### Task brief
Print the passage on prescriber feedback in Australia below word for word, from "Feedback about prescribing" to "doctors and patients.", inclusive.

### Reading text

▼

Feedback about prescribing began in Australia in 1993 with a program run by the Department of Veterans' Affairs. Doctors are contacted about specific issues relating to the treatment of individual veterans. Prescribing profiles using aggregate data have been made available to practitioners by the Health Insurance Commission (HIC) since 1994. Both styles of feedback have their advantages and disadvantages. They each provide doctors with useful information when considering their prescribing. The HIC prescribing feedback is currently being updated and will include, in selected cases such as potential drug dependency, visits to doctors and patients.
Index words: prescribing, evaluation, general practice.

History of national prescriber feedback in Australia
The first feedback program that provided doctors with prescribing information was started in 1993 by the Department of Veterans' Affairs (DVA). This program identifies individual patients who are being prescribed particular, potentially hazardous drugs or drug combinations and then contacts the prescribing doctor. The program also looks for prescribing patterns that indicate poor patient compliance and other problems.

In 1994, the Health Insurance Commission (HIC) started feeding back prescribing profiles for general practitioners. This compared their prescribing of certain groups of drugs to that of their peers. It was designed as a trial to see if sending this type of information resulted in any change to prescribing.

An additional HIC feedback program took place in 1996. Doctors who were relatively high prescribers of a particular antibiotic were contacted by letter and reminded of the potential adverse effects of this drug in certain patients. The feedback involved overall prescribing rates, but did not identify individual patients. This approach clearly alerted the particular practitioners to an area that the HIC considered a problem.

▲

### Given information
▼

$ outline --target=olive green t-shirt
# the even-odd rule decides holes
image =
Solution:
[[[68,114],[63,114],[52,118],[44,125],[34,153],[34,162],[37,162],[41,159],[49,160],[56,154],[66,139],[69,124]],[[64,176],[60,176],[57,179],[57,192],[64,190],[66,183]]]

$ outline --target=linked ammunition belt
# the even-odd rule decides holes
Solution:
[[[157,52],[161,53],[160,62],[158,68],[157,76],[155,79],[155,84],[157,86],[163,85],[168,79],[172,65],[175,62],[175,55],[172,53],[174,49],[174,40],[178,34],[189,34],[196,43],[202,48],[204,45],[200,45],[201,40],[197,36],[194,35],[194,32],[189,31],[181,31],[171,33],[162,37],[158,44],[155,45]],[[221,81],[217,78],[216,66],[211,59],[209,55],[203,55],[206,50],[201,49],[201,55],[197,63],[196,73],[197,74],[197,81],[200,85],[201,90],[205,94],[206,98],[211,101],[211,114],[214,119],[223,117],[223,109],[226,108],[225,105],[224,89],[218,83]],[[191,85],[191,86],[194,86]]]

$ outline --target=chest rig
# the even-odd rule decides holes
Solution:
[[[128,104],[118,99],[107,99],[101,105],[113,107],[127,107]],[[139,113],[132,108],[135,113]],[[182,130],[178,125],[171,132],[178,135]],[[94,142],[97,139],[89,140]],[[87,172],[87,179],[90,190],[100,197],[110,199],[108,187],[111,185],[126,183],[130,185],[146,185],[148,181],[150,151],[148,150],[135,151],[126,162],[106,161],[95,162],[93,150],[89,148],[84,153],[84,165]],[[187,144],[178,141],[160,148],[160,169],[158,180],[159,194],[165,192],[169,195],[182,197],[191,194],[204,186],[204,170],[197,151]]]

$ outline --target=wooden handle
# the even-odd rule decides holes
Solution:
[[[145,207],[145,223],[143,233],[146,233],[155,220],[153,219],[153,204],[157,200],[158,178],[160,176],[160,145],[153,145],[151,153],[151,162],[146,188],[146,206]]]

▲

### Answer
Feedback about prescribing began in Australia in 1993 with a program run by the Department of Veterans' Affairs. Doctors are contacted about specific issues relating to the treatment of individual veterans. Prescribing profiles using aggregate data have been made available to practitioners by the Health Insurance Commission (HIC) since 1994. Both styles of feedback have their advantages and disadvantages. They each provide doctors with useful information when considering their prescribing. The HIC prescribing feedback is currently being updated and will include, in selected cases such as potential drug dependency, visits to doctors and patients.